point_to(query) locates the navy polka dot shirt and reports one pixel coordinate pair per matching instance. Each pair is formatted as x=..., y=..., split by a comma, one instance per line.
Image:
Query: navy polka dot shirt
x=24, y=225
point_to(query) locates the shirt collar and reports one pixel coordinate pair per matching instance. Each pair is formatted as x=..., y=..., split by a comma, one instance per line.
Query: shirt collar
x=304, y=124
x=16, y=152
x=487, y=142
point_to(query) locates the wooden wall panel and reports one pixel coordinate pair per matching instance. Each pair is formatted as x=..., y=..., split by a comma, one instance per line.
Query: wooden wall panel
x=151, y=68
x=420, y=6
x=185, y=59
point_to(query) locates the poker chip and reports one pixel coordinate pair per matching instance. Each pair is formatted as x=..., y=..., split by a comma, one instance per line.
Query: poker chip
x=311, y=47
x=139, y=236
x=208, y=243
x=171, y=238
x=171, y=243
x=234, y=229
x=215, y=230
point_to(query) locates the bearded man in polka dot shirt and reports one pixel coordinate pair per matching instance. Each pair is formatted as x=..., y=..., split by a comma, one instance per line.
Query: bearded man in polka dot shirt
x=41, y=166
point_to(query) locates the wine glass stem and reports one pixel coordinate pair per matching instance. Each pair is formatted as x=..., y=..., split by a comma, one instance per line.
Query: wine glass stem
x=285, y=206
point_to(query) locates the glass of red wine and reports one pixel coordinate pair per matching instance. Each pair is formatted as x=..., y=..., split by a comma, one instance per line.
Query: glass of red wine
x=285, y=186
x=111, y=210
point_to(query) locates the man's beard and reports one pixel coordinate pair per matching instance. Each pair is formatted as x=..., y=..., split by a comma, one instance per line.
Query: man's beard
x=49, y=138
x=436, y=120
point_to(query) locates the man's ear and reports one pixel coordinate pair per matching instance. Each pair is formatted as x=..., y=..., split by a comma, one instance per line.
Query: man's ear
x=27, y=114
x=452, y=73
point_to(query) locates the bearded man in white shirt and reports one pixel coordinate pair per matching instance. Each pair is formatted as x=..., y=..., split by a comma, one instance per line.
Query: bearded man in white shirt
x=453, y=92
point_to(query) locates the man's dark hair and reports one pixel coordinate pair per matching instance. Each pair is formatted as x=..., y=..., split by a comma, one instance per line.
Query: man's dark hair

### Prompt
Everything from the line with "Query: man's ear" through the final line of the entries above must be duplicated exactly; both ends belong, and no other line does.

### Response to this exercise
Query: man's ear
x=27, y=114
x=452, y=73
point_to(query) locates the bearded man in white shirt and reports one pixel coordinate pair per matching instance. Each pair is formatted as x=..., y=..., split by a comma, one instance per line.
Query: bearded man in white shirt
x=453, y=92
point_to(query) locates the man's dark hair and reports one pixel coordinate pair per matching instance. Each pair is formatted as x=..., y=..., split by a comma, one instance per line.
Query: man's dark hair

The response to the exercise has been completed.